**EXCERPT TO READ**.
--*--

Data preparation
The following provides a reference guide to the data preparation steps.
It includes two python modules; data checks and transformations.
It is useful to separate these concerns, as once you have confidence in the schema, data typing, and consistency of data, you can confidently prepare feature engineering.
In addition, having feature engineering separate from the modeling step enhances the ability to create config generated model experimentation.
While there is some boilerplate code to help with logging and command line interface, functions created here are usually completely bespoke to the needs of the data analysis. The examples show the types of information to check, and required columns for config.
ndj_pipeline.data_checks
Schemas and assertions for raw data inputs.
Schema checks are useful to standardize certain information in raw data including:
Clean column names (lowercase, underscore)
Ensure an understanding of primary keys of data (uniqueness)
Set data types of columns, i.e. boolean->int, datetime, string, nullable integer
Pandera schema checks to attempt to lock some checks about a datafile. This helps to quickly assess if a file has changed, or a similar file is same or different. Some examples:
Contains exact list of columns (no more no less)
Nullable column
Data type correct
Data range checks (must not be 0 or less, must contain only these values)
Schemas can often be re-applied to similar data files, i.e. tabs of an excel, or train/test data.
- ndj_pipeline.data_checks.check_titanic()
Data schema and typing validations.
- Return type
DataFrame
- Returns
Loaded pandas dataframe with typing and schema checks.
ndj_pipeline.transform
Data transformations (ETL) from raw (checked) files into single, feature rich dataframe.
Can be run from command line, or as imported functions in other python scripts and jupyter notebooks.
- ndj_pipeline.transform.create_titanic_features(df)
Feature engineering, including _filter and split columns.
Fully custom pandas code for titanic data feature engineering.
- Parameters
df (
DataFrame
) – Pre-validated and checked Pandas DataFrame.- Return type
None
- ndj_pipeline.transform.main()
Run transformations from command line using…
python -m ndj_pipeline.transform
- Return type
None
- ndj_pipeline.transform.run()
Perform all data transformation steps.
- Return type
None

--*--

**LISTED ENTRIES**.
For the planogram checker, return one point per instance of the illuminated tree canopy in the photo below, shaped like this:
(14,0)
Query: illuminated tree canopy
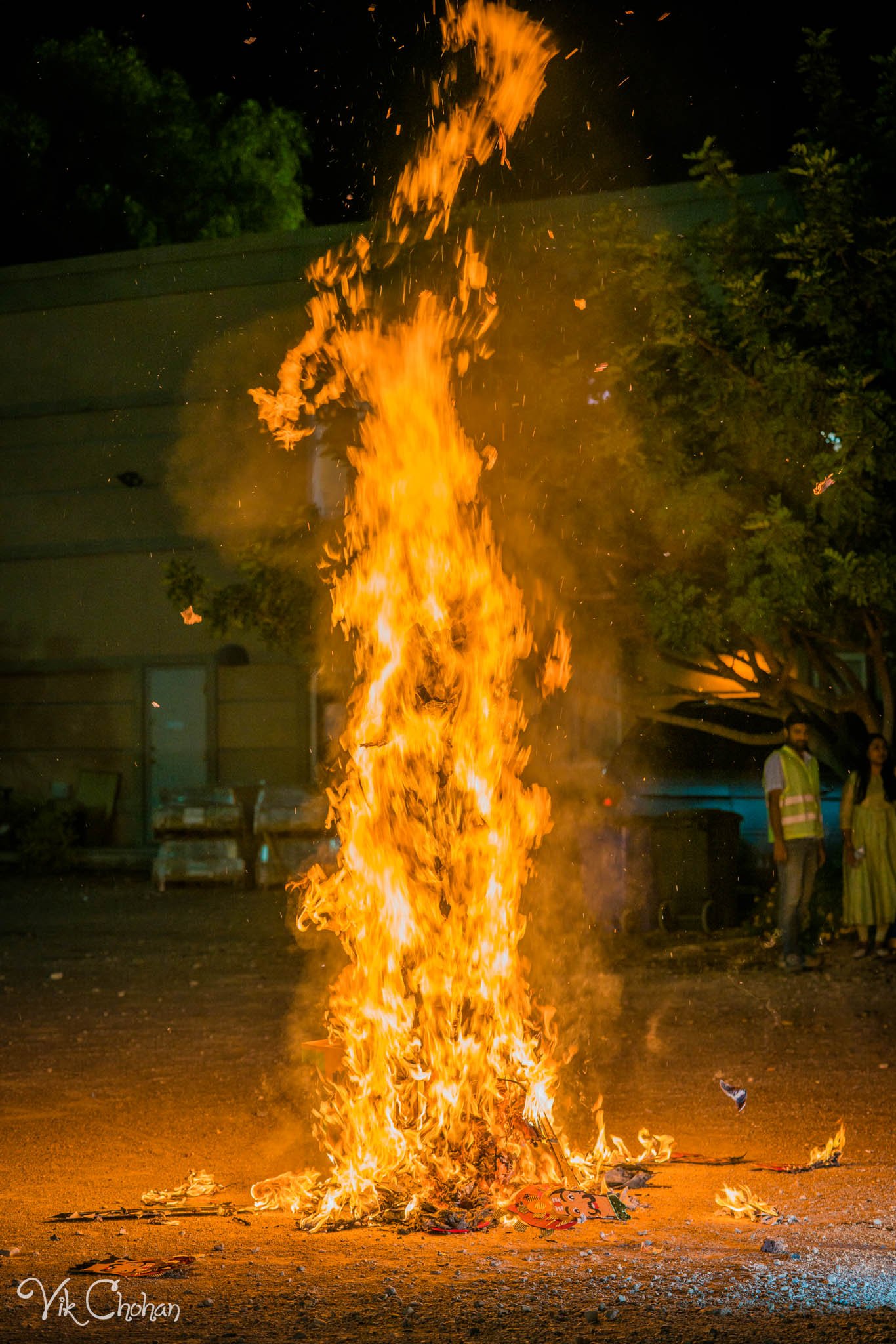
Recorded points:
(695,398)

--*--

Write out the stretch of the data preparation guide above from "Schemas can often" through "and typing validations.".

Schemas can often be re-applied to similar data files, i.e. tabs of an excel, or train/test data.
- ndj_pipeline.data_checks.check_titanic()
Data schema and typing validations.